[Dokumenttext]:
Wenn am Schluss all diese Branchen keine Steuern mehr zahlen würden, wäre die Frage erlaubt: Wer zahlt dann noch welche? Zudem: Als Genossenschaft wäre die Ausschreibung des Neubaus dem städtischen Submissionsgesetz unterworfen gewesen, hier aber werden moralisch-demokratische Prinzipien ausser Kraft gesetzt, indem keine Ausschreibung des Neubaus erfolgt.
Beklagt wird auch, dass Architekt Morger, der den Messturm entwarf, im Denkmalschutz-Gremium nicht in den Ausstand getreten ist. Soweit so gut. Aber wetten, dass der ehemalige Verwaltungsratspräsident der Messe Schweiz und der Batigroup, Robert A. Jeker, als Chef dieser Baufirma auch nicht in den Ausstand treten wird, wenn es darum geht, wer die neue Messehalle bauen wird?
Diese Logik zeigt wieder mal: Rhetorisch ist man für die freie Wirtschaft, real versucht man diese wahlweise auszuschalten. Ironisch an der Sache ist das instrumentalisierte Sprachrohr von zwei SP-Regierungsräten. Dahinter kuschen alle im loyalen Politfilz. Wer hätte gedacht, dass die rot-grüne Regierungs-Mehrheit der Stadt Basel in Fragen wie dieser eine kapitale Denkfaulheit bescheren wird?

[Aufgabenstellung]: Nenne das frühere Amt, das Robert A. Jeker laut dem Dokumenttext innehatte.

[Bereitgestelltes Material]:
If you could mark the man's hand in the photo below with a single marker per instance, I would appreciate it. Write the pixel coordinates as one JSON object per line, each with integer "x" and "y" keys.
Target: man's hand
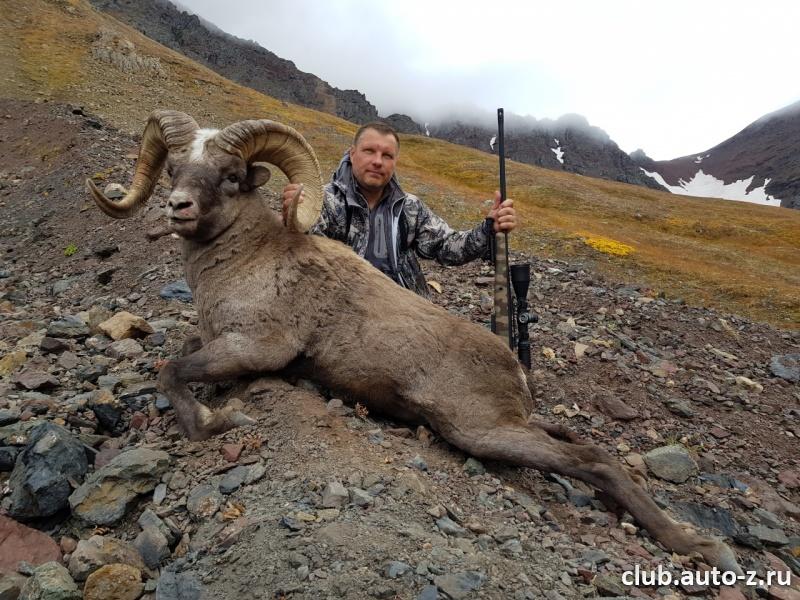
{"x": 292, "y": 192}
{"x": 504, "y": 215}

[Antwort zur Aufgabe]: Er war Verwaltungsratspräsident der Messe Schweiz und der Batigroup.